> [DOCUMENT PASSAGE]
◆ ◆ ◆ ◆ ◆

33.2.2 House sparrow black bib size and dominance
The size of the small black patch on the throat of a house sparrow (Passer domesticus) has been suggested to signal conspecific dominance status. The hypothesis has been studied so much, that it became prominent as the text book example of patch ornamentation as a signal of status. Sánchez-Tójar and colleagues (2018b) conducted a meta-analysis on studies that had investigated this phenomenon. They found that the overall effect size was not significant, and therefore questioned the validity of this text book example.
33.2.3 The impacts of oceanic acidification on fish behaviour
Climate change is associated with an increase in the quantity of CO2 in the atmosphere, which in turn has increased the acidity of sea surface waters. Research into the impacts of pH on sea creatures became one of the fastest growing topics in marine biology in the 2000s. During this time, papers were published in high impact journals showing that low pH impacted fish behaviour (e.g., Munday et al., 2009). As is typical with the first movement of hypotheses, the first set of observations were published with large effect sizes on low sample sizes in high impact journals (see below). More and more studies were conducted following these ideas, but were unable to find such large effect sizes. Clements et al. (2022) published a meta-analysis on fish behaviour and ocean acidification showing that effect sizes decreased over time, often becoming indistinguishable from null findings. They questioned whether the initial studies had any value. Munday (2022), the author of some of the initial findings, responded that the reanalysis was flawed. Note that this is not the only controversy associated with his research see Part IV. It is also noteworthy that Clements et al. (2022) do not dismiss the possibility that there is an effect of oceanic acidification on fish behaviour, simply that it is not the large effect first shown in the initial research published, but that it might instead be negligible. They were also able to dismiss several of the potential variables associated with this behaviour: cold-water species, non-olfactory associated behaviours and non-larval life stages.

◆ ◆ ◆ ◆ ◆

Referring-expression pointing data
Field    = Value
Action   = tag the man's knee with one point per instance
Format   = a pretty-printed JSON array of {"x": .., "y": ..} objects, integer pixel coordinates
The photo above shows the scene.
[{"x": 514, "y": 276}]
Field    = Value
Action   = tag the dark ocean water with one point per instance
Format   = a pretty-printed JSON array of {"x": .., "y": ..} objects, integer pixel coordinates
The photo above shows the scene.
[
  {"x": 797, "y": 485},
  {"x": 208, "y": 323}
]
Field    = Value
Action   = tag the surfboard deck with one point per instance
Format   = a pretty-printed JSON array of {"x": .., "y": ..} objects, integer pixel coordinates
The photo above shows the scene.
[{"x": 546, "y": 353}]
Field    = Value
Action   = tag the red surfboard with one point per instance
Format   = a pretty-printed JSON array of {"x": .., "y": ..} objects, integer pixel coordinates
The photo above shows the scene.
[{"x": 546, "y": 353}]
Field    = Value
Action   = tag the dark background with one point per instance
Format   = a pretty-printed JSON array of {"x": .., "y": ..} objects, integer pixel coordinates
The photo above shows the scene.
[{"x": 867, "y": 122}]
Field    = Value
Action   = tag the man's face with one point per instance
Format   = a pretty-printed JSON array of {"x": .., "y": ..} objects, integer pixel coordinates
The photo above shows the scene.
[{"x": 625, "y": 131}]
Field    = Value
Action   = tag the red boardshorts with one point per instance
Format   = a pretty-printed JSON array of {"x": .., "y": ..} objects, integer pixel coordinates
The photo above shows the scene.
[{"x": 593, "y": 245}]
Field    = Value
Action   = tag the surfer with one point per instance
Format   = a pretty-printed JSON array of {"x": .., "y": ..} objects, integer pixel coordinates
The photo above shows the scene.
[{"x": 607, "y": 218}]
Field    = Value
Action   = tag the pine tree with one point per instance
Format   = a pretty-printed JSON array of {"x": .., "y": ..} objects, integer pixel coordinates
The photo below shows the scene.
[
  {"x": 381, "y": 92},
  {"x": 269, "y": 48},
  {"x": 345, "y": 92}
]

◆ ◆ ◆ ◆ ◆

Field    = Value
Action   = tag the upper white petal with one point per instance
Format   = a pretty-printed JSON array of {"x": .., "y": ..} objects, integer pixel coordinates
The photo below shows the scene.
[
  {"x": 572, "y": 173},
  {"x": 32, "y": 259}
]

◆ ◆ ◆ ◆ ◆

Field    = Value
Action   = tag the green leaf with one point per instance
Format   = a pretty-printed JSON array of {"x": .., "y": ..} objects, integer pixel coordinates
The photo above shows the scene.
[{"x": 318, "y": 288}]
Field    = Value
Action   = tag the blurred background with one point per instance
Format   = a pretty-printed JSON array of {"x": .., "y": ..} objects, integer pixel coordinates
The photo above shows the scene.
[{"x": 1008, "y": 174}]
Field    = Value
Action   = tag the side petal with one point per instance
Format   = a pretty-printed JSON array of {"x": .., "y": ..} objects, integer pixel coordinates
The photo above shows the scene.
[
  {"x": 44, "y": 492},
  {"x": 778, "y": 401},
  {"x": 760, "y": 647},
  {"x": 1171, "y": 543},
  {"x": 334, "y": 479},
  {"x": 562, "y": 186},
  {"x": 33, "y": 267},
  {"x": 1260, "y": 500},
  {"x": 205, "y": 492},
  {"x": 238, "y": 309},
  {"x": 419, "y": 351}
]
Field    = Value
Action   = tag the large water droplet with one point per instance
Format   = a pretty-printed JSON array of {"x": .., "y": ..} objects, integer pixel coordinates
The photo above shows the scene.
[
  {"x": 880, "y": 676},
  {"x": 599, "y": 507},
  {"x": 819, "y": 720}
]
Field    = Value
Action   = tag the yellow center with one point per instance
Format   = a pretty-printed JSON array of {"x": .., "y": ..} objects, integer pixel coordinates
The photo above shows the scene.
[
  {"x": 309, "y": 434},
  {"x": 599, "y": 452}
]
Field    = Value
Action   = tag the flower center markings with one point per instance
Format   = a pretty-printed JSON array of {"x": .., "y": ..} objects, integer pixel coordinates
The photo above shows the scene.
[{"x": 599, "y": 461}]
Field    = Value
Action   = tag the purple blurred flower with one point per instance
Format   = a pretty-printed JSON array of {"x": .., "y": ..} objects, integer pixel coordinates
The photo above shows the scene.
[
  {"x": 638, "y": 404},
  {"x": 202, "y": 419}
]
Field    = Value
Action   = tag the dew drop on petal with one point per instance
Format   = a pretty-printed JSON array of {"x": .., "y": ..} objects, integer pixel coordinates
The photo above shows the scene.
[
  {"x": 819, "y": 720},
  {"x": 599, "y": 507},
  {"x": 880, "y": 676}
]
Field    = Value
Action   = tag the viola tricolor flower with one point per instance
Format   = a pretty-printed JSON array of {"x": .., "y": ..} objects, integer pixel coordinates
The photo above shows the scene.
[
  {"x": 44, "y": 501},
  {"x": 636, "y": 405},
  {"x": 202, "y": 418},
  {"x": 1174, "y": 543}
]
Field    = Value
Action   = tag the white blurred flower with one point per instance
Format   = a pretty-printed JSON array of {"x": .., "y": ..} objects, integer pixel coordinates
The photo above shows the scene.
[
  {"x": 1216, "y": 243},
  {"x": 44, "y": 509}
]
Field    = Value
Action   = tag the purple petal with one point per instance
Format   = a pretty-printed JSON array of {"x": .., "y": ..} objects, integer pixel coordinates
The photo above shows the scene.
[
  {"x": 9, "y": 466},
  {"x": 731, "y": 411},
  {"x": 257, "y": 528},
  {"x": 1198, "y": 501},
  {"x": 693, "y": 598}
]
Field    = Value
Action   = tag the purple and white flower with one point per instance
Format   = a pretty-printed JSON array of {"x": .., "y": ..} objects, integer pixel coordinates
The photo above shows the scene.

◆ ◆ ◆ ◆ ◆

> [REQUIRED ACTIONS]
**1)** In the passage on sparrow bibs and fish behavior, how did Munday (2022) respond to the meta-analysis by Clements et al. (2022)?
**2)** Write the next part of the passage on sparrow bibs and fish behavior, picking up after its final sentence.

> [TASK RESULTS]
**1)** Munday responded that the reanalysis was flawed.

**2)**
33.2.4 Sexual selection on male body size in Gambusia species
The impact of male body size on male-male competition and female choice in fish in the genus Gambusia has been studied extensively. Large males are thought to have an advantage in both sets of interactions, but researchers also found that small males are better at sneaky mating, which appears to occur at higher frequency. Taken together, these results suggest that there should not be selection for larger males in the genus Gambusia, despite the many reports to the contrary. Kim et al. (2021) conducted a meta-analysis on male body size across species in the genus Gambusia to test for selection on male body-size. These authors found some evidence for a diminishing effect of effect size with study sample size (see Figure 33.2).
33.3 Confirmation Bias
The failure to replicate previous findings are often thought to be uninteresting and may therefore not be selected for publication. This effect could be exasperated by disingenuous reviewers or editors who have a vested interest in seeing their own results confirmed, a type of Conflict of Interest.
33.3.1 Theory maturation
A particular aspect of confirmation bias is the concept of theory maturation (Figure 33.3). Awareness of the importance of theory tenacity, confirmation bias and data quality are important for biologists when considering which paper to cite (Barto & Rillig, 2012). Well cited papers that proposed new theories that were later disproved can continue to gather zombie citations. Theory maturation is considered to occur in three parts (Leimu & Koricheva, 2005):
Confirmatory evidence: first studies are published (usually in high Impact Factor journals) with large effect sizes but mon small data sets that are highly influential. These studies could represent genuine examples of false-positive studies (Type I error). Next, confirmatory studies are published that confirm these new and trendy ideas, but studies that do not confirm them are either shelved or rejected (Loehle, 1987; Fanelli, 2010a).
Non-application discovery: Situations under which the theory does not hold are discovered (e.g. declining effect sizes)
Theory tenacity: the theory can live on despite the failure of subsequent studies to show significant effects (Fanelli, 2012).
This chapter has many examples of theory tenacity. Many of these have been written into textbooks are are likely still being taught in many classes. Whether or not these ideas are eventually debunked will rely, in part, on the diligence of teachers and textbook writers to update and re-write their texts over time.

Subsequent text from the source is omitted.